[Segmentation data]
— Begin —

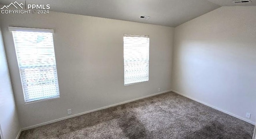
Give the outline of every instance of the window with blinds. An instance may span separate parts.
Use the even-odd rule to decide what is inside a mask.
[[[25,103],[59,97],[53,30],[9,30],[12,32]]]
[[[148,81],[149,37],[124,36],[124,85]]]

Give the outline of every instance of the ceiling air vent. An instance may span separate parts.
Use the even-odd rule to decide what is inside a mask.
[[[248,2],[251,2],[249,0],[234,0],[232,1],[232,2],[235,3],[248,3]]]
[[[140,16],[140,18],[144,19],[146,19],[146,20],[147,20],[148,19],[150,18],[150,17],[149,17],[149,16]]]

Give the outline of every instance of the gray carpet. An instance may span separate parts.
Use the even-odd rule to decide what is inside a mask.
[[[25,139],[252,139],[253,125],[173,92],[23,131]]]

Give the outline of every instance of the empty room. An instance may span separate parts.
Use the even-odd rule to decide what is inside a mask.
[[[256,0],[0,11],[0,139],[256,139]]]

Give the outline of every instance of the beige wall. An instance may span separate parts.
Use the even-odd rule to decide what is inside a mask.
[[[14,139],[20,127],[0,29],[0,126],[2,139]]]
[[[22,128],[171,89],[174,28],[53,12],[0,16]],[[24,103],[8,26],[54,30],[60,98]],[[150,36],[149,81],[124,85],[124,34]]]
[[[174,38],[172,89],[255,123],[256,6],[220,8]]]

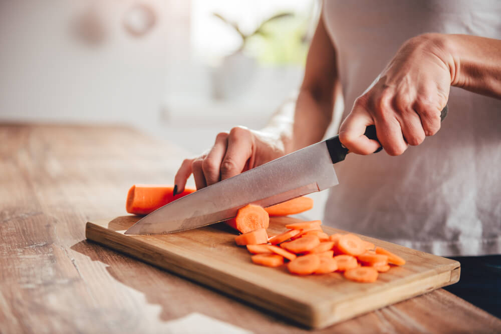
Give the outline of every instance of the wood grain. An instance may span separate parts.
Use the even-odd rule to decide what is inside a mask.
[[[125,214],[134,183],[169,183],[187,154],[121,126],[0,124],[0,332],[169,332],[198,312],[256,333],[297,324],[85,240]],[[500,332],[439,289],[319,333]]]
[[[252,264],[245,248],[224,224],[158,236],[126,236],[136,216],[89,222],[86,236],[112,248],[214,288],[313,328],[323,328],[360,314],[456,282],[459,263],[363,236],[401,254],[405,266],[382,274],[375,283],[360,284],[339,273],[298,276],[285,266]],[[269,232],[286,230],[293,218],[272,218]],[[343,232],[328,226],[329,234]],[[452,273],[454,272],[452,274]]]

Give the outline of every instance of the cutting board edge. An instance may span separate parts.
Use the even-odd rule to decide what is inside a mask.
[[[104,222],[104,220],[100,221]],[[97,221],[96,221],[97,222]],[[99,233],[99,232],[102,233]],[[316,305],[314,304],[308,302],[303,302],[296,300],[290,298],[287,296],[277,294],[277,298],[275,300],[275,302],[271,301],[270,300],[262,300],[257,297],[258,294],[253,294],[250,292],[247,292],[245,290],[238,288],[237,282],[241,282],[244,284],[247,284],[244,280],[240,278],[237,278],[237,281],[234,282],[224,282],[220,281],[219,278],[216,275],[203,275],[200,274],[199,272],[193,271],[186,270],[186,268],[177,265],[175,263],[167,263],[164,259],[163,262],[156,262],[154,260],[154,258],[147,256],[146,253],[141,252],[142,256],[138,256],[137,254],[128,252],[127,248],[122,244],[112,240],[112,238],[107,238],[107,236],[115,236],[117,238],[128,238],[129,236],[124,236],[120,233],[103,227],[97,224],[91,222],[88,222],[86,224],[85,236],[88,240],[97,242],[100,244],[108,247],[114,250],[125,254],[134,258],[139,260],[146,262],[150,264],[166,270],[170,272],[182,276],[183,278],[198,284],[201,284],[205,286],[208,286],[212,288],[215,289],[218,292],[221,292],[227,296],[231,296],[233,298],[243,300],[250,303],[253,305],[258,306],[263,309],[271,311],[275,314],[278,314],[289,320],[292,320],[296,322],[303,325],[306,325],[311,327],[312,320],[314,318],[314,312],[316,310]],[[130,238],[129,241],[132,241],[132,244],[141,244],[144,247],[143,243],[141,241]],[[145,249],[152,252],[160,253],[155,250],[155,248],[158,248],[153,245],[148,244]],[[178,257],[180,258],[184,258],[174,253],[171,253],[172,255],[175,257]],[[174,266],[174,268],[169,266],[169,264]],[[207,270],[206,273],[210,274],[210,271],[213,270],[212,268],[206,266]],[[190,276],[189,274],[196,276],[196,278],[193,278],[193,276]],[[214,272],[214,274],[217,274]],[[259,287],[258,287],[259,288]],[[271,296],[275,294],[275,292],[272,290],[264,289],[259,288],[260,289],[265,290],[266,292]],[[282,302],[279,302],[282,300],[285,300]],[[273,308],[271,308],[271,306],[274,306]],[[294,316],[291,318],[291,315]]]

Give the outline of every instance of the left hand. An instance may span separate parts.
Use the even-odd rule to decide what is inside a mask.
[[[444,40],[430,34],[403,44],[341,124],[339,139],[350,152],[368,154],[382,146],[398,156],[438,131],[452,78]],[[373,124],[380,145],[364,136]]]

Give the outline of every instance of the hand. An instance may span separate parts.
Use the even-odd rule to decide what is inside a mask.
[[[380,143],[389,154],[398,156],[438,131],[452,80],[444,38],[433,34],[407,41],[357,99],[339,132],[350,152],[370,154]],[[363,134],[372,124],[379,143]]]
[[[285,154],[280,136],[243,126],[222,132],[209,150],[199,156],[185,159],[174,178],[177,193],[184,190],[192,174],[197,189],[231,178]]]

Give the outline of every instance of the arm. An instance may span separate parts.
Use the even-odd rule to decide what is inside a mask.
[[[330,122],[338,80],[336,52],[321,18],[297,98],[288,99],[260,131],[237,126],[221,132],[210,150],[185,159],[174,178],[183,191],[193,174],[197,188],[234,176],[322,139]]]
[[[379,143],[363,133],[374,124],[386,152],[402,154],[440,128],[451,86],[501,98],[501,40],[439,34],[411,38],[357,99],[340,139],[350,151],[370,154]]]

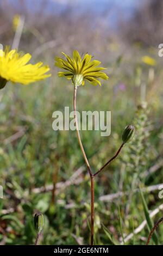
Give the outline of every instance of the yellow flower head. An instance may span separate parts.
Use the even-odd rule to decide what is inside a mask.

— End —

» Objective
Rewrite the stretch from the line containing "Give the outline of every instance of the gray" through the line containing "[[[256,0],[0,11],[0,139],[256,139]]]", putting "rug" in place of "carpet" and leaving everything else unchanged.

» The completed task
Give the outline of every instance of the gray rug. An instance may span separate parts.
Use the even-odd rule to decide what is inside a mask.
[[[25,139],[252,139],[253,125],[173,92],[23,131]]]

Give the outline of every instance of the empty room. An instance may span separate parts.
Use the even-odd rule to decide what is inside a mask.
[[[256,0],[0,11],[0,139],[256,139]]]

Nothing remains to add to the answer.